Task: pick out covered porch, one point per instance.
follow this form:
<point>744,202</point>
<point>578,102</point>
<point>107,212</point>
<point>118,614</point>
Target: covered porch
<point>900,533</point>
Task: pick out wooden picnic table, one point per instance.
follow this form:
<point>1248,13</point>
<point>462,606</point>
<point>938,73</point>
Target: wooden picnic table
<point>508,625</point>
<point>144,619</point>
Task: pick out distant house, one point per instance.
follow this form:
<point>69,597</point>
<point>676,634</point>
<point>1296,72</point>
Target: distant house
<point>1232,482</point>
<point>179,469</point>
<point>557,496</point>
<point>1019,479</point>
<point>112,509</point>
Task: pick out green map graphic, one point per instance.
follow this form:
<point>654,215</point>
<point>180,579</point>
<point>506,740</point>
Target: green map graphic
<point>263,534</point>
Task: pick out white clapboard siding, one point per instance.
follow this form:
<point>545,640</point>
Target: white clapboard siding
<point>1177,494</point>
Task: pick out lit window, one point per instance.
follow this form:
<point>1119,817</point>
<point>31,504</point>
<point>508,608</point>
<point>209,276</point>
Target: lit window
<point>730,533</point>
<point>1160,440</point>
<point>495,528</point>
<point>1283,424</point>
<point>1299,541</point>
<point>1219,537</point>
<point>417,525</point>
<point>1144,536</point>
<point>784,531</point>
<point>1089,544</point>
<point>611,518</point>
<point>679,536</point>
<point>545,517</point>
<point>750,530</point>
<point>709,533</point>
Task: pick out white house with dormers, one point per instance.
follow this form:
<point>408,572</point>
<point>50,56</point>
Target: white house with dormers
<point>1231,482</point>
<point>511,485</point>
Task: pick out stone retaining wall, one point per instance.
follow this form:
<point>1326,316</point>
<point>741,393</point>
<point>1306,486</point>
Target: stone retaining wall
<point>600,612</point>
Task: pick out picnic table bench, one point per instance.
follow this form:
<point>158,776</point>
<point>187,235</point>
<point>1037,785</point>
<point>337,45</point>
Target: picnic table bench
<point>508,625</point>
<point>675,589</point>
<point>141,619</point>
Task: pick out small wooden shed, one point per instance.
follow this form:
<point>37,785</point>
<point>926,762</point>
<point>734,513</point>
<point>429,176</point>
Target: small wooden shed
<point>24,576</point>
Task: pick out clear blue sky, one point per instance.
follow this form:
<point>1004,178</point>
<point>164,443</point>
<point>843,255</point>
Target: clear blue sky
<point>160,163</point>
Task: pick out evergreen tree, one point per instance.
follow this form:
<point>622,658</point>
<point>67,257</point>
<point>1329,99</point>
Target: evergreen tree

#####

Only the lines from the one containing "<point>462,606</point>" through the one containing "<point>1119,817</point>" are to be retyped, both boundary lines included, with no other material.

<point>462,606</point>
<point>938,73</point>
Target: wooden picnic table
<point>508,625</point>
<point>144,619</point>
Task: pick out distant house, one point per instance.
follow this form:
<point>69,597</point>
<point>676,634</point>
<point>1296,72</point>
Target: distant house
<point>1232,482</point>
<point>179,469</point>
<point>557,496</point>
<point>1019,479</point>
<point>112,509</point>
Task: pick out green map graphic, one point per instance.
follow this form:
<point>654,215</point>
<point>180,579</point>
<point>506,740</point>
Target: green map graphic
<point>263,534</point>
Task: pick out white clapboard siding, one point per instance.
follow this form:
<point>545,640</point>
Target: white clapboard siding
<point>1177,494</point>
Task: pick out lit window, one point per instance.
follow this form:
<point>1119,817</point>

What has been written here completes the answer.